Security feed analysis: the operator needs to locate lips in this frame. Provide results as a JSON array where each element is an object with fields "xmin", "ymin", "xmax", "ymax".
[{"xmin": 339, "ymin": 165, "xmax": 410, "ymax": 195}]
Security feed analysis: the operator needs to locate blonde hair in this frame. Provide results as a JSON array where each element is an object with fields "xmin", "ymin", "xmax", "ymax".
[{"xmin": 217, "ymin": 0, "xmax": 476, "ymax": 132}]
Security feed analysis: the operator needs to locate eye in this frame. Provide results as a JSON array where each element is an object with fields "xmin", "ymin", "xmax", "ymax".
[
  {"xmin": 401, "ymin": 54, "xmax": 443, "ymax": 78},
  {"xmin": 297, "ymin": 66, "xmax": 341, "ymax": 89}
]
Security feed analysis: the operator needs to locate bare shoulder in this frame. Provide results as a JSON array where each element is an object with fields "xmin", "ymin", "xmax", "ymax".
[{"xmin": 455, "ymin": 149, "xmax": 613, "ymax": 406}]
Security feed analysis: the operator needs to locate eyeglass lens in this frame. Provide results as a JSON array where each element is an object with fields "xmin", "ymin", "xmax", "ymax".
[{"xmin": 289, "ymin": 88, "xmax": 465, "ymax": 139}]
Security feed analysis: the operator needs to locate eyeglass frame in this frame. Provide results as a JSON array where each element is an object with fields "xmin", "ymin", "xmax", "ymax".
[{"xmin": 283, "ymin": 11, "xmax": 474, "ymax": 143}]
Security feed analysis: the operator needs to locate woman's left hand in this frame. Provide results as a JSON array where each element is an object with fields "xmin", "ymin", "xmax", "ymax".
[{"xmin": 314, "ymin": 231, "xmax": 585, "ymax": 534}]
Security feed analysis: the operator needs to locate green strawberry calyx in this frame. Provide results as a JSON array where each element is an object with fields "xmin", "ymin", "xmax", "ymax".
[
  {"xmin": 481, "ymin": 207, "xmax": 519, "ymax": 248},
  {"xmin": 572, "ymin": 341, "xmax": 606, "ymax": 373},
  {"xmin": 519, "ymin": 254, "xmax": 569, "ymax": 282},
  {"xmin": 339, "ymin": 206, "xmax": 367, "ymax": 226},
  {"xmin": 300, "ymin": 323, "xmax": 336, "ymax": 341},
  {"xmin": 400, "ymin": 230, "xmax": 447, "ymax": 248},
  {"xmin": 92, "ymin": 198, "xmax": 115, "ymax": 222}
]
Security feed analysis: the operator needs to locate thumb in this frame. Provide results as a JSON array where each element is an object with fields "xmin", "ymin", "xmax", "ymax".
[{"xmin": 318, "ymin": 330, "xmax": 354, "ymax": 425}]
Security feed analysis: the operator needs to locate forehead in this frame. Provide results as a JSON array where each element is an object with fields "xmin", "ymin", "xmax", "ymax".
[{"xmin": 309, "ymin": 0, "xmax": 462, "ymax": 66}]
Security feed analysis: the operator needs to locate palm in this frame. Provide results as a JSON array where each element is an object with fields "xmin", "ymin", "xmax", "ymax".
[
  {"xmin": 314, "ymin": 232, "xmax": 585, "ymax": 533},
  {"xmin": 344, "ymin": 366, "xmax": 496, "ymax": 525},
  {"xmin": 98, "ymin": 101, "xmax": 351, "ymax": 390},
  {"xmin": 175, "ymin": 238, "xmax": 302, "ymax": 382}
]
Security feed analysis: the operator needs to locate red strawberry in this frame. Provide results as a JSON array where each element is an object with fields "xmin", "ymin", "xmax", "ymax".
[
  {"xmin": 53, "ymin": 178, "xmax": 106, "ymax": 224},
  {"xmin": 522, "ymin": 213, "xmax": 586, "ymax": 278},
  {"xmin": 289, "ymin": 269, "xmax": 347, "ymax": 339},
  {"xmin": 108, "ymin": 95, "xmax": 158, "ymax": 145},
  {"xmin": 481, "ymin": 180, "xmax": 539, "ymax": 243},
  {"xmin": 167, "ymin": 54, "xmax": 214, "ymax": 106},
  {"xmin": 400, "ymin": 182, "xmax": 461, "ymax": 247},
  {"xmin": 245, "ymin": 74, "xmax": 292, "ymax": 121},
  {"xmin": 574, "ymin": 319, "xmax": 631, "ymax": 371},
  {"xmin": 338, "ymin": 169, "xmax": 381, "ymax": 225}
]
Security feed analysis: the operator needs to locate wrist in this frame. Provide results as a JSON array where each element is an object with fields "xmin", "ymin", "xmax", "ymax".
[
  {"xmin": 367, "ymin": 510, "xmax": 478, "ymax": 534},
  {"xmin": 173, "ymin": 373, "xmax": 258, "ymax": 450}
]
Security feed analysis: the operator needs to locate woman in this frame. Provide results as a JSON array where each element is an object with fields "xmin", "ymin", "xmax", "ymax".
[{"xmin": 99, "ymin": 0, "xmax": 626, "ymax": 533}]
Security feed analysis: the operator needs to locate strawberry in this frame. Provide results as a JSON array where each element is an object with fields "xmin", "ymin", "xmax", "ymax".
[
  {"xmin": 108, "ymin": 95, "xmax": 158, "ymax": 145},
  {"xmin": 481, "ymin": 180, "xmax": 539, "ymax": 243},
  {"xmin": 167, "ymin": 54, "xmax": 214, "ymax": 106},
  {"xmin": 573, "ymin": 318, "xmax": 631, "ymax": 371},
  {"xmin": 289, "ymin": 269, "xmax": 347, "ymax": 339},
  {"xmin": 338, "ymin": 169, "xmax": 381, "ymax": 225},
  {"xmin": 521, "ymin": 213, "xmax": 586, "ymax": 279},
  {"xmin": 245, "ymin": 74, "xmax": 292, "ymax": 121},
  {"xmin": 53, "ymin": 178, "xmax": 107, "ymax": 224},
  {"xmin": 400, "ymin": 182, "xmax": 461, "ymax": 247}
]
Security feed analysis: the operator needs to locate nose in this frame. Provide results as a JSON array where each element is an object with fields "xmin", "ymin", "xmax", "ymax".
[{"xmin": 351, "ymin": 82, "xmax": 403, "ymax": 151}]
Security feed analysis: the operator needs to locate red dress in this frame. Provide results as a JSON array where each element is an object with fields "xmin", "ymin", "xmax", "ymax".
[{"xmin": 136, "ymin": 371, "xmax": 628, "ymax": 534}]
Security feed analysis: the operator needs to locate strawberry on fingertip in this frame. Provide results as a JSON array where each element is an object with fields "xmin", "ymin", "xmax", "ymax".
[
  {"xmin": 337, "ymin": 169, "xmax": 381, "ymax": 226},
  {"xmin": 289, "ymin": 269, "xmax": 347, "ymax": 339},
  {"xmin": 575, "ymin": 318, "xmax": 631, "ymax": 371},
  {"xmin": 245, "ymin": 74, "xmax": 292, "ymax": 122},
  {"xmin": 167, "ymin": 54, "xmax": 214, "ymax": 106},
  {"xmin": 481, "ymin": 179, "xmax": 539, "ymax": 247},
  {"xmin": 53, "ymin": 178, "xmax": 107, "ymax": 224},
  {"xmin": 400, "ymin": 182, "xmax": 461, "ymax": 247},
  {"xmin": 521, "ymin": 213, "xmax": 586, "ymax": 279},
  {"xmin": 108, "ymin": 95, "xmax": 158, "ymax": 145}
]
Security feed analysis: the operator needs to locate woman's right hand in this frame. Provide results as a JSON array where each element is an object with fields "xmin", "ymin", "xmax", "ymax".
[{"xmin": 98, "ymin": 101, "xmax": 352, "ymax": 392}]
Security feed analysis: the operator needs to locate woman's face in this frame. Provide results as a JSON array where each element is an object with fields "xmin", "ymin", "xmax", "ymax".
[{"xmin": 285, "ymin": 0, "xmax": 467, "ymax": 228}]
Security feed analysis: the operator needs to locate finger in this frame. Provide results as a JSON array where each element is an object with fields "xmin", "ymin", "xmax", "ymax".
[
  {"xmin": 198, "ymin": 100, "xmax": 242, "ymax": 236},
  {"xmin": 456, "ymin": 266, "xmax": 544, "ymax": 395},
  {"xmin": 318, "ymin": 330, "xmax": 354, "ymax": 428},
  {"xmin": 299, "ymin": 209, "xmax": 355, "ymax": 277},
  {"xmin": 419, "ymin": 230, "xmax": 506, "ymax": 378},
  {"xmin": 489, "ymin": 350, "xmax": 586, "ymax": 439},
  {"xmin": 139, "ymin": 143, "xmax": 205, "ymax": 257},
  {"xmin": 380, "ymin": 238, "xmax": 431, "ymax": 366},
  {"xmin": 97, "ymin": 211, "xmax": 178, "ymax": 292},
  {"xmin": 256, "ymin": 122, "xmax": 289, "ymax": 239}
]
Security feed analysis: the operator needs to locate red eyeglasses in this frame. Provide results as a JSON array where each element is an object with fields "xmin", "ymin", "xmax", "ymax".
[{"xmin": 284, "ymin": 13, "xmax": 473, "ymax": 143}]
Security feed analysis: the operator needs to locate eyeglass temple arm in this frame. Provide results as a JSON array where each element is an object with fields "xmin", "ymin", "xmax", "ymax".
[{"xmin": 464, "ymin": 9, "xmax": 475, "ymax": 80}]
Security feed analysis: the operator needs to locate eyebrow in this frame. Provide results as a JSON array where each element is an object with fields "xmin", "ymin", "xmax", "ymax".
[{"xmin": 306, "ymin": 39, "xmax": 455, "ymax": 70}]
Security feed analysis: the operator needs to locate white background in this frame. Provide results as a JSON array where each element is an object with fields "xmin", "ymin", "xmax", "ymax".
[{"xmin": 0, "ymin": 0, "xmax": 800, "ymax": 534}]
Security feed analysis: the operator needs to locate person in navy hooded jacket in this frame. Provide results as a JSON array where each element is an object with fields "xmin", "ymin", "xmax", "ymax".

◆ TASK GOAL: Pull out every line of the material above that contains the word "hand" and list those lines.

◆ EXERCISE SOLUTION:
Security feed analysis: the operator needs to locate woman's left hand in this frame. Provide results as a JSON array where each element is an object with fields "xmin", "ymin", "xmax", "ymax".
Security feed analysis: the operator needs to locate woman's right hand in this frame. Provide results as a JSON array where each element is an object with fields "xmin", "ymin", "xmax", "ymax".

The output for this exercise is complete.